* **Extrait**
—————

Coup de projo sur : musique des Kurdes d'Iran et la collection Christensen
En 1962, Dieter et Nerthus Christensen collectent des enregistrements de musique au Kurdistan d'Iran, lors d'une mission d'ethnomusicologie et d'anthropologie, sponsorisée, entre autre, par le musée d'anthropologie et l'institut d'ethnomusicologie de Berlin. Les enregistrements originaux sont aujourd'hui déposés aux archives de l'univeristé de l'Indiana (département musique traditionnelle). Comme pour la musique des Kurdes d'Irak, le Smithsonian Global Sound project les réédite.
- Pishderamedî Mahor, le premier morceau, fut enregistré à Mahabad, le 23 juillet 1962, avec Asker Tarzan, de Meraqe, au tar et Mohammed Hatemî, de Mahabad, au dimbek. Ces deux musiciens étaient des professionnels qui jouaient pour la radio locale. Le pishdemared est une introduction aux pièces musicales jouées sur le mode indiqué (ici Mahôr).
- Xanê Keyqa et son Pashbend ont été enregistrés le 24 juillet 1962 à Mahabad. Le chanteur est Hadji Hemedersh, du village d'Indigars, de la tribu Debokri au nord de Mahabad. La pochette nous renseigne sur ce dengbêj (ou goranîbêj en parler local). Âgé de 70 ans au moment de l'enregistrement, il restait un fameux conteur, bien que son élocution pâtisse alors de la perte de plusieurs de ses dents ! Ce beyt qu'il interprète relate les exploits d'un vaillant Kurde appelé Xanê Keyqa. La chanson, répandue dans la région occidentale des Mokrî, peut dater du 19° siècle ou d'un peu plus tôt. Après la récitation du poème épique (beyt) le pashbend (c'est-à-dire la suite) est un chant d'amour.
Texte : Viens Khan, Ô Khan, toi le plus élevé, le sublime, toi dont l'autorité était assez grande pour laisser reposer une assiette sur le tranchant d'une faux,- ta mère supportera ton malheureux destin-, quand tu montas ton cheval brun aux jambes noires pour prendre la route de Herîr, Khoy et Salmas : "Je jure par Dieu et le Prophète que je prendrai une lance de 18 qed, et n'épargnerai aucun hommes des Kamênî, Khoy et Bilbas, dussent-ils se cacher au plus inaccessible endroit. Viens, Khan ! Viens Khan, toi mon Khan du diwan ! Il est parti avec son armée à Shno et les a dispersés à Kewneladjan, en ce jour - ta mère supportera ton malheureux destin - quand tu chargeais tous tes biens sur le dos des buffles et renvendiquais Kermanshan, quand tu as conquis pour moi la plus haute place du Diwan et a laissé la dernière place aux lâches, viens Khan...

—————

(Extraits d'un jeu de données d'annotation de lieux)
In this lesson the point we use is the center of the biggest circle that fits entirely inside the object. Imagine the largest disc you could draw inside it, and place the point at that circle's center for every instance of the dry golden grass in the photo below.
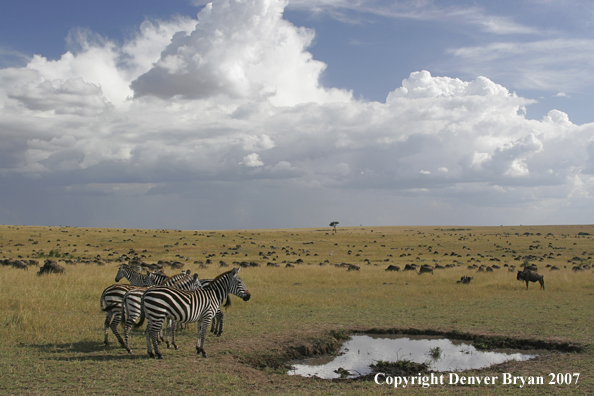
(51, 325)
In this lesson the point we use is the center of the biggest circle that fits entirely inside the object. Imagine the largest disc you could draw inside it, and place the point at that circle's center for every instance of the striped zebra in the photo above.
(112, 296)
(201, 305)
(131, 304)
(160, 278)
(111, 303)
(155, 278)
(135, 278)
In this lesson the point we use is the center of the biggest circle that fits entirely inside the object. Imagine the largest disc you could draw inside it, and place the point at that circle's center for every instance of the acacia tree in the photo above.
(334, 224)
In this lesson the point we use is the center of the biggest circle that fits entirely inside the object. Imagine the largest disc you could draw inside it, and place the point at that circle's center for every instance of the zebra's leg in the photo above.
(149, 348)
(129, 323)
(117, 318)
(152, 335)
(202, 329)
(170, 330)
(106, 326)
(173, 326)
(219, 323)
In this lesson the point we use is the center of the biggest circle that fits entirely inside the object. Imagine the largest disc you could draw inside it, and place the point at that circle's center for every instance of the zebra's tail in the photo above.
(228, 302)
(109, 307)
(140, 320)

—————

* **Objectif**
Dans l'extrait sur la musique des Kurdes d'Iran, relevez s'il vous plaît tous les musiciens enregistrés, avec l'instrument ou le rôle de chacun.

* **Corrigé**
- Asker Tarzan, au tar
- Mohammed Hatemî, au dimbek
- Hadji Hemedersh, chanteur